Dame más vino, porque la vida es nada.

19-11-1935
Fernando Pessoa

jueves, 3 de octubre de 2013

Azul


Camino por Scalabrini a paso gris, entre rendido y ofuscado. Toqué el timbre del 15 dos paradas antes por el cartel "0Sanguche de mila completo con fritas y gaseosa $20". Convivo hace días con una acidez decidida y ponzoñosa. No es la mejor opción, lo sé, ni siquiera tengo hambre. Pero Florencia no está en casa y si después me pica la panza, mejor que haya algo, sino me pongo malo y empiezo con el nesquik a cucharadas y a la Floripondia no le cabe. Acabo de cortar una llamada con Madre. Hace algún tiempo que la comunicación está herida, frágil, hipersensible. Creo que estamos divorciándonos de la incondicionalidad. Del resto no, el resto está bien, pero la incondicionalidad caducó. Al parecer estamos ya muy grandes -ella envejeció muy lento y yo lo hago con una fulgurosidad rampante- y no queda sitio para el vale todo. Nos convertimos en unos pequeños y tristes burgueses del combate afectivo, unos quisquillosos gorditos dueños de la pelota que cortan menos diez al primer mal pase o la primera gastada.

Paro la marcha para encender un tabaco, compré un zippoide de veinte pesos que se apichona a la primer rafaguita. Levanto la cabeza y veo a una piba en la esquina, arriba de una bici -más que arriba estaba cubriéndola, como quién estando sobre la vereda pretende comenzar el viaje sobre el asfalto pero algo, una duda o una certeza, la detuvo-. Está a unos treinta metros, tengo los lentes puestos y no veo una mierda, pero lo mismo, me recuerda a Azul.

•••

• _Detalles del ejercicio_: Prolonga el relato de la caminata por Scalabrini a partir de su última oración.

•••

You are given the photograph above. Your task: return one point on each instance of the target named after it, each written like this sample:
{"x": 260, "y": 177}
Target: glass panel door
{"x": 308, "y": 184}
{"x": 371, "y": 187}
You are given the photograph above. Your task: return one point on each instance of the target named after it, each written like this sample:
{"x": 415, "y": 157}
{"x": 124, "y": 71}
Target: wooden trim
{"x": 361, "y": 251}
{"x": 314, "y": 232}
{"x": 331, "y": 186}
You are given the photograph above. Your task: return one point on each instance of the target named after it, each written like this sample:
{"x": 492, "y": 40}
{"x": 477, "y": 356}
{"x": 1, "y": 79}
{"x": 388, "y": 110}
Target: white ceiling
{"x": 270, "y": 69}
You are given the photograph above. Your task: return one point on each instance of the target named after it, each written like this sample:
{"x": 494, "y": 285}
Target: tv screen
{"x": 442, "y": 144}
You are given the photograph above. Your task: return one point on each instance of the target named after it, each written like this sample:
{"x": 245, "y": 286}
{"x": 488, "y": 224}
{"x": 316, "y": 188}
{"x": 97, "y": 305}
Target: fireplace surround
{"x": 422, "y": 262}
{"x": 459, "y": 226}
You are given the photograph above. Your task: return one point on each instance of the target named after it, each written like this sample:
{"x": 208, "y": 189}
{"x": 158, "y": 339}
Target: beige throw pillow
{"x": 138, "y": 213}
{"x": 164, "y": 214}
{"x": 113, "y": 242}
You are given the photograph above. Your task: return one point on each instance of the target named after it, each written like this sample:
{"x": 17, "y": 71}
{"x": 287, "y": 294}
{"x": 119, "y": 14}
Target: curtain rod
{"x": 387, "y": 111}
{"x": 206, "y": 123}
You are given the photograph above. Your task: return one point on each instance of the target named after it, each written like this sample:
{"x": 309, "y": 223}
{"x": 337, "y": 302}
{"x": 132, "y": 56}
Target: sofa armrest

•••

• _Resultado_:
Sonrío al piso, hace veinte años que no la veo. En aquellos días tampoco la vi demasiado, nuestras madres fueron (lo que se dice) amigas de toda la vida, pero de esas que se cruzan cada algunos años y se reencuentran cuando las papas les queman con un aroma similar. Nosotros hacíamos que jugábamos en el parque, con un malestar perpetuo. Parecíamos esos autistas genios, pero sin genialidad aparente. Vivíamos ensimismados e hiperatentos, soportando los rayos de una tormenta fatídica que nunca se dignaba a rajarnos la tierra. De Azul solo recuerdo su manera de mirar. Tendríamos ¿cuánto?, cuatro o cinco años, y miraba de manera apaciguada pero lancinante, con unos ojos negros enormes, totalmente desproporcionados a su cuerpo infantil. No era una mirada violenta, ni astuta, ni instigadora. Era penetrante, más que penetrante era  terebrante, un golpe de ariete en slowmotion.  A mí me asustaba. No era un peligro inminente, era más bien como estar frente a una turca, con un milenio de batallas en sus sandalias, en su lugar, su idioma y su cultura. Son esos miedos ominosos de la desolación los que pasan delicada e inmediatamente de la incomodidad al horror.

Comienzo a caminar y esa mancha comienza a tomar márgenes lógicos y  se parece cada vez más a ella. La piba me mira, me taladra con la mirada. No quiero darme vuelta a ver si está mirando a alguien atrás mío, me sentiría un pelotudo si hay alguien, prefiero soportar está tensión incómoda en los miembros. Es una bici jipi,  ella y su ropa parecen bastante jipis desde estos quience metros. Alguna vez alguien me dijo que la vió con rastas. Esta tiene el pelo corto, pero desordenado y sí, mucho color, mucho ancho, mucha biyú, eso es jipi.

A cinco metros la veo sonreirme, es Azul.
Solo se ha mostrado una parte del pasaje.